Dataset records:
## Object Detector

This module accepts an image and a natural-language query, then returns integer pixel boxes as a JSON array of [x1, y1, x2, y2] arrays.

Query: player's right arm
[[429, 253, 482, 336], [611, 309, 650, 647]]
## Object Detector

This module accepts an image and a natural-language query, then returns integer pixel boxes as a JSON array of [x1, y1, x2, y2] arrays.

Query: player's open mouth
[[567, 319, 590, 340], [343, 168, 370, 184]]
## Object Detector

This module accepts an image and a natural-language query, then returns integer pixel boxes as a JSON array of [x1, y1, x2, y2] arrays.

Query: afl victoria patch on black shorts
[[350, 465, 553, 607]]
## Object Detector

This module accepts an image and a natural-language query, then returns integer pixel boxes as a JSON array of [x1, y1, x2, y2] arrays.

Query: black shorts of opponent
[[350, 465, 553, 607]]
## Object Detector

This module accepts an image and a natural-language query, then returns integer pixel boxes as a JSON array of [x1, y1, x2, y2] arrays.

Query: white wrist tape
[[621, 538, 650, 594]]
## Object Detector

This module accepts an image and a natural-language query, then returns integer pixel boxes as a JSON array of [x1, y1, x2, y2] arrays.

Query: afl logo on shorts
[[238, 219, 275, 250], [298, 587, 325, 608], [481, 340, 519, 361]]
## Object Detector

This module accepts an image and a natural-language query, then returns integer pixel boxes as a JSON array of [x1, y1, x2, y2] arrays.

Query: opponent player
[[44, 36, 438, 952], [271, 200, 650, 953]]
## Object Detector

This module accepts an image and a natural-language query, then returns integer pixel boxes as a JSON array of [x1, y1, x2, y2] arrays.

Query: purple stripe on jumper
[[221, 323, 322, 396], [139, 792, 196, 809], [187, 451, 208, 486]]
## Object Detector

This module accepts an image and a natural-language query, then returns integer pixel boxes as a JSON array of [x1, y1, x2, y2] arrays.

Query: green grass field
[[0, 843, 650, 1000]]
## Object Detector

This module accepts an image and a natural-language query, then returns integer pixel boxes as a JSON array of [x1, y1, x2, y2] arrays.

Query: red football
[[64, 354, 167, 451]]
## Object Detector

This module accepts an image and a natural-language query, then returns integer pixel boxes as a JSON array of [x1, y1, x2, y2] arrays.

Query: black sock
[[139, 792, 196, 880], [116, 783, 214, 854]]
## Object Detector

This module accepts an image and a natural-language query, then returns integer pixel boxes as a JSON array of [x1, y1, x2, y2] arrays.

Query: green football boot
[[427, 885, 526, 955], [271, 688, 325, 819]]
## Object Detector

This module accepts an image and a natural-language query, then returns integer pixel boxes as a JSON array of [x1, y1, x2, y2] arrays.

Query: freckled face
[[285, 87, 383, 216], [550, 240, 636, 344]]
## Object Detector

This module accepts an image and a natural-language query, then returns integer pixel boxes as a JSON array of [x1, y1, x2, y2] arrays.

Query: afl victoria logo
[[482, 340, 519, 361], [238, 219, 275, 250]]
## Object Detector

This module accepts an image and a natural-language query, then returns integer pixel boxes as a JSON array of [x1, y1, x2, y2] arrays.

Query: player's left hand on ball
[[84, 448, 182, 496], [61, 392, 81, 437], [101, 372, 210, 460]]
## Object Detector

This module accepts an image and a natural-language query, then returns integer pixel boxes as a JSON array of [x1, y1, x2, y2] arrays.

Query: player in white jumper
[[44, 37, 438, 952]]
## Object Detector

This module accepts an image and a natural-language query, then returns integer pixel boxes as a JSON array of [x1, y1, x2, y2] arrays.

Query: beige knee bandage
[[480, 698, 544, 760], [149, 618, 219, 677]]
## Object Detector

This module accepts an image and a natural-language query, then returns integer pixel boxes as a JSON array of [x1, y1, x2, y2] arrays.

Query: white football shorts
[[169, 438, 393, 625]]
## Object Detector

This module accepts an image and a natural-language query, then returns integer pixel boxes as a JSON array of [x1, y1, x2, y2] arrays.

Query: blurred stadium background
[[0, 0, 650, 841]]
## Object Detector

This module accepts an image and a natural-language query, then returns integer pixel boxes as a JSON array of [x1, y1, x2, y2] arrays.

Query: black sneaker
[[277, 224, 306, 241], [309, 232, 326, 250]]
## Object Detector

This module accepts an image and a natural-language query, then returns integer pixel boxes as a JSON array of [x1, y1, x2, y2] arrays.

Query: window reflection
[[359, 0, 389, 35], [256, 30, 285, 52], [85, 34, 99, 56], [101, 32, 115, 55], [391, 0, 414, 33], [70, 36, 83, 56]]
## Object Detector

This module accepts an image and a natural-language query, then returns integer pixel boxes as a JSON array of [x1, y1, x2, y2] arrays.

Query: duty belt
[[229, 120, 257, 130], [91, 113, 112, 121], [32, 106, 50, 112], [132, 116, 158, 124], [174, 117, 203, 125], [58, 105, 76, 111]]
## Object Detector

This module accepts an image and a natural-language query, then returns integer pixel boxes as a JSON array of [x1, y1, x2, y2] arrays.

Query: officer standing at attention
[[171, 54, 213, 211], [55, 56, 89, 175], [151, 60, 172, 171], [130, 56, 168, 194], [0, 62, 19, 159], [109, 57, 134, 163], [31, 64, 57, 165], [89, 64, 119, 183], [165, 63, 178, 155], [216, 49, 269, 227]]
---
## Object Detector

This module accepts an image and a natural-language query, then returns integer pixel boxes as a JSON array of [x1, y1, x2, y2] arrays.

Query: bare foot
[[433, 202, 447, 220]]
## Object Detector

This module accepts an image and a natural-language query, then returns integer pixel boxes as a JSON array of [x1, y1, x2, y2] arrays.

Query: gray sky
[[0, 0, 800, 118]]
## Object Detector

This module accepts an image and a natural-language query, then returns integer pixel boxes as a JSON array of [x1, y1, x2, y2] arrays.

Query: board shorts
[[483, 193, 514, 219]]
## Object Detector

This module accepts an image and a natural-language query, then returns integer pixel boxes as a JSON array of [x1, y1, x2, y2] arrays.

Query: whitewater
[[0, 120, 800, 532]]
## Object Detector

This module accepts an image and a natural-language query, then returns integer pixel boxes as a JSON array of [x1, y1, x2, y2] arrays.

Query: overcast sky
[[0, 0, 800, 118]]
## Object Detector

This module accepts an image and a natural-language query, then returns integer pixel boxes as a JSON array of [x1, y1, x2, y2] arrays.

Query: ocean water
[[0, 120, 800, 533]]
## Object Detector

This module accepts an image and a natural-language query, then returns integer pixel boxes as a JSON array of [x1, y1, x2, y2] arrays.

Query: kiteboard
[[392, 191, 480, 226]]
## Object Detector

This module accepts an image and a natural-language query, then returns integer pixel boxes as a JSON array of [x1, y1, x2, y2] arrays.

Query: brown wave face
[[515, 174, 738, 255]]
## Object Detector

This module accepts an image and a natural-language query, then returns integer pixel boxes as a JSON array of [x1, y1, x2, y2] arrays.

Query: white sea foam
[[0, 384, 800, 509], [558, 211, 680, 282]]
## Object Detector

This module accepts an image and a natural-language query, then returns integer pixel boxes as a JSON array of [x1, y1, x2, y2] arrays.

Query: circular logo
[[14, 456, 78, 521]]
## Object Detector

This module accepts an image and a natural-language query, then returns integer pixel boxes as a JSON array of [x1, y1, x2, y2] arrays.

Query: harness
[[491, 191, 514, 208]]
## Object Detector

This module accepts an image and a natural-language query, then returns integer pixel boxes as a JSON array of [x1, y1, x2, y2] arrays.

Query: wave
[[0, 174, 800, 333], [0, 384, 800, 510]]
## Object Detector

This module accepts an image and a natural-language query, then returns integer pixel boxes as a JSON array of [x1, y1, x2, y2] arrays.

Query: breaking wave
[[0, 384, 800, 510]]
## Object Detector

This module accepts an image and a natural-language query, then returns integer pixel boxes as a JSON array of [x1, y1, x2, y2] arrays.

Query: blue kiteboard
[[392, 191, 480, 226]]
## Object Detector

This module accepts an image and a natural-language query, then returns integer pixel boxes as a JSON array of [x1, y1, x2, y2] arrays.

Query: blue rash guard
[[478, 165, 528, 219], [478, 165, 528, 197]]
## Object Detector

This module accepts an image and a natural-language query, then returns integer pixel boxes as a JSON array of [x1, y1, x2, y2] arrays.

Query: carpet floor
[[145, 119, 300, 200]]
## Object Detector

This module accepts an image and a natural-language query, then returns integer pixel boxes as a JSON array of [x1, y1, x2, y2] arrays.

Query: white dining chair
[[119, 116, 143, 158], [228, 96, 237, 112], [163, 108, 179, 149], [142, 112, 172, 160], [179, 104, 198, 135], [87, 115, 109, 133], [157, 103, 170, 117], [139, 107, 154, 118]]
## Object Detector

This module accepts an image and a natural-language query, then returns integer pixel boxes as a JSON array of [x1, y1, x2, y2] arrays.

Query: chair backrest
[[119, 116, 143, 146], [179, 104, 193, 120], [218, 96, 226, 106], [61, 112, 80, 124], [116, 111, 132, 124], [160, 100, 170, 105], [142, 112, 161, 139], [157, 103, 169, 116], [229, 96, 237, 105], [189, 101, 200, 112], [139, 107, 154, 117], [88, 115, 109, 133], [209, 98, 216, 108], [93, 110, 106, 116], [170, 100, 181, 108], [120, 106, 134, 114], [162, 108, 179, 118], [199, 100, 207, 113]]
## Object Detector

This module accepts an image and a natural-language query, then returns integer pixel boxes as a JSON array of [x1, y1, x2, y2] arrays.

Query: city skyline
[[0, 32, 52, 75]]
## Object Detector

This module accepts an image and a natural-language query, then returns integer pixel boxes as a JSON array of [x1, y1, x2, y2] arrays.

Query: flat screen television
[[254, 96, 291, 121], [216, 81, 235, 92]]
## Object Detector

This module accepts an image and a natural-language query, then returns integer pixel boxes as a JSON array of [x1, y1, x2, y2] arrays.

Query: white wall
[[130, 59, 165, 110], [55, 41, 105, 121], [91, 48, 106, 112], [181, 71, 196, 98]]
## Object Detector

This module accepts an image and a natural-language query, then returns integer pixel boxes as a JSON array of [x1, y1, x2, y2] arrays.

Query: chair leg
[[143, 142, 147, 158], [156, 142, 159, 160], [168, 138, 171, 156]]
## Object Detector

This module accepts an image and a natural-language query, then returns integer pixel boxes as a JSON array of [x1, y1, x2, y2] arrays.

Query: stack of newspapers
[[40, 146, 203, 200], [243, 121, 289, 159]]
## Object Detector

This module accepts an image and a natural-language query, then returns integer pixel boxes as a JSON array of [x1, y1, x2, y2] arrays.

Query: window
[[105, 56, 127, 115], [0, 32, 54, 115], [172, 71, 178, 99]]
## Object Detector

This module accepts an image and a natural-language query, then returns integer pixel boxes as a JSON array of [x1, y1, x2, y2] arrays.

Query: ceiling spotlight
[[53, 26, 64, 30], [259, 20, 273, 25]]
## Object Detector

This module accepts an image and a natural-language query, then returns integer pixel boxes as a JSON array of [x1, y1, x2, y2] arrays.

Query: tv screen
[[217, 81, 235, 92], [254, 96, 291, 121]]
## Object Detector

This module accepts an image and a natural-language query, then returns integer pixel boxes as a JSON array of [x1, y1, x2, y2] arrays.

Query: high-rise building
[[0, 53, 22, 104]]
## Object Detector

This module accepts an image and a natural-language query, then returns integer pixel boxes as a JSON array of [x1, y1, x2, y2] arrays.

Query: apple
---
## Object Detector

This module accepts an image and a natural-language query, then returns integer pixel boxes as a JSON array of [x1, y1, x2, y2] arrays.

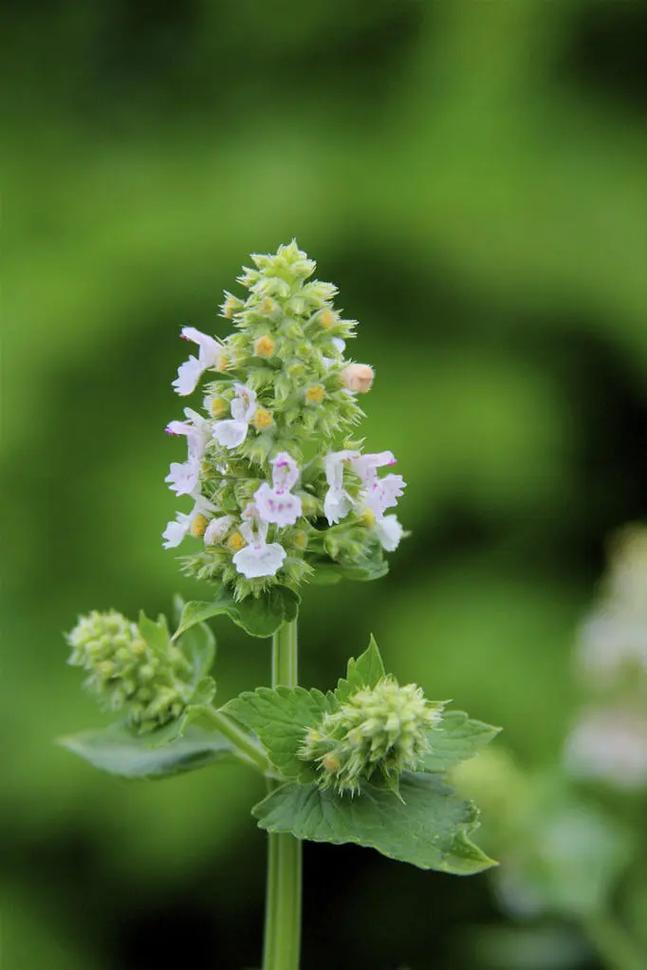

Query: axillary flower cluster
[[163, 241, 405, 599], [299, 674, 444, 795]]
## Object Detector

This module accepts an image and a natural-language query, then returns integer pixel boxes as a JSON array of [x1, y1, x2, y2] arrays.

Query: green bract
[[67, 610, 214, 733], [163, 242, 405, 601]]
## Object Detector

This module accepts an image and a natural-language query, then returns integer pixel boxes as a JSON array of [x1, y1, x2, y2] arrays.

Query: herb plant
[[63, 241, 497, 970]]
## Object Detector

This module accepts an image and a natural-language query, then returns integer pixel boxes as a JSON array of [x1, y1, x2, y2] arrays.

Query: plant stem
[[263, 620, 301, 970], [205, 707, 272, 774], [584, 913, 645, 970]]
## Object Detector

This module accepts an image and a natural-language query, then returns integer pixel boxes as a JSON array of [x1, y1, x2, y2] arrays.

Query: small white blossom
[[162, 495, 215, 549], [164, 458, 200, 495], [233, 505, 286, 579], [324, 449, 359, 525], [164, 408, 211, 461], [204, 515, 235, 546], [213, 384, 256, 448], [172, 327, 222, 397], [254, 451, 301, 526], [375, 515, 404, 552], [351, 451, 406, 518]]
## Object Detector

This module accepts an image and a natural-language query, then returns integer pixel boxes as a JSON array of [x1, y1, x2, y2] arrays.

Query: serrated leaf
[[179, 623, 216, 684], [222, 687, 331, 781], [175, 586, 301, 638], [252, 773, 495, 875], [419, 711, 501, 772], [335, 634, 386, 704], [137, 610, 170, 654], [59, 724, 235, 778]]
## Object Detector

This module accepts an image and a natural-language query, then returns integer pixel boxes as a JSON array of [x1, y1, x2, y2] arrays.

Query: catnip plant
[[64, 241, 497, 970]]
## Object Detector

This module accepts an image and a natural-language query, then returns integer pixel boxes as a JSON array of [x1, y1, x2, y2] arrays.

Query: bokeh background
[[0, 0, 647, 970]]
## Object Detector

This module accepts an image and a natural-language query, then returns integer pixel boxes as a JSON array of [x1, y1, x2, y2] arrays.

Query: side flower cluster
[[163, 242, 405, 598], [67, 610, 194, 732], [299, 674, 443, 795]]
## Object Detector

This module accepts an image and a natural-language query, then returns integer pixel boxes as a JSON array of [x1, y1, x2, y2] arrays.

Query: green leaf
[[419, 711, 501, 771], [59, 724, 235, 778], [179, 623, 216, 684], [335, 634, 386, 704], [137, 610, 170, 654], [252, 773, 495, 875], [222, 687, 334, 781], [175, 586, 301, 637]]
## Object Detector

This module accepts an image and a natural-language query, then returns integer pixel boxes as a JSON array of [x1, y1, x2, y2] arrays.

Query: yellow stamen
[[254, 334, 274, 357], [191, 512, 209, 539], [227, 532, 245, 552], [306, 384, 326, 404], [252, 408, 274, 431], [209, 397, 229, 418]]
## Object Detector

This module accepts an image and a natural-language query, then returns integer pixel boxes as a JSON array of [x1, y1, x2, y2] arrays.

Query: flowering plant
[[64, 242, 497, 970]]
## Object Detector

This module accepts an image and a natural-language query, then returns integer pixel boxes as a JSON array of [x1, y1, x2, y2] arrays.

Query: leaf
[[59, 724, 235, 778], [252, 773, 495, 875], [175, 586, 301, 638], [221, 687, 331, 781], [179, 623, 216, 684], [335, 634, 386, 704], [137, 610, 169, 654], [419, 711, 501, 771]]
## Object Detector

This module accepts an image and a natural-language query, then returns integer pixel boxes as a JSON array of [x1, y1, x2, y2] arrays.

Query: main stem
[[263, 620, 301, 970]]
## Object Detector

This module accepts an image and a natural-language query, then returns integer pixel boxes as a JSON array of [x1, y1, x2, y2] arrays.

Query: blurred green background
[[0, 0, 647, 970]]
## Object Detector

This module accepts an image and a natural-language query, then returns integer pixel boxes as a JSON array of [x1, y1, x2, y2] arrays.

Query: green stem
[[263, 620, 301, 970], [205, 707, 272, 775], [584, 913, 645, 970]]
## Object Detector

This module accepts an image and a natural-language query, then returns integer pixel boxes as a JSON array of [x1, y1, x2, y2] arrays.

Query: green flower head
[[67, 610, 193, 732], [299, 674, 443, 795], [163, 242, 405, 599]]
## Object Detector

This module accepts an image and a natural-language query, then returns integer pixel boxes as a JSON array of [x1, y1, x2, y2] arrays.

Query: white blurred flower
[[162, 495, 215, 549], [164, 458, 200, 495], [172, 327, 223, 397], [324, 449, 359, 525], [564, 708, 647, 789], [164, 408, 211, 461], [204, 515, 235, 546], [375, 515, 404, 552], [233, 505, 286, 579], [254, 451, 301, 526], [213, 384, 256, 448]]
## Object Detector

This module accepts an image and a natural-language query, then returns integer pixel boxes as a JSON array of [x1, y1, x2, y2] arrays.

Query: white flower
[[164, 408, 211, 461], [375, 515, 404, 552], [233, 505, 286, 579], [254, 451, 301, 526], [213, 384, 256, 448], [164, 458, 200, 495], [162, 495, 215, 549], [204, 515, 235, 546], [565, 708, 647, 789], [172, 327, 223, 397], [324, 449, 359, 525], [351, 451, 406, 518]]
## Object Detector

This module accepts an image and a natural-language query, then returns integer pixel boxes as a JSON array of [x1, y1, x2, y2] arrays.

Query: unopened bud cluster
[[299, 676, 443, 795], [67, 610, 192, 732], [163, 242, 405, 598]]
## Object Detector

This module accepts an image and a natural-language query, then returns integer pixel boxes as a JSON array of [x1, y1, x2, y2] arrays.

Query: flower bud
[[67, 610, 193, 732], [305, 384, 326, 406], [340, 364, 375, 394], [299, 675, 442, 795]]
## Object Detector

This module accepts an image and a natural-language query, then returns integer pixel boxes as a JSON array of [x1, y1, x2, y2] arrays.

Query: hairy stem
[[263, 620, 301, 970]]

Goal:
List each line of the listing above that contains the string "wave".

Full response:
Query: brown wave face
Query: wave
Query: breaking wave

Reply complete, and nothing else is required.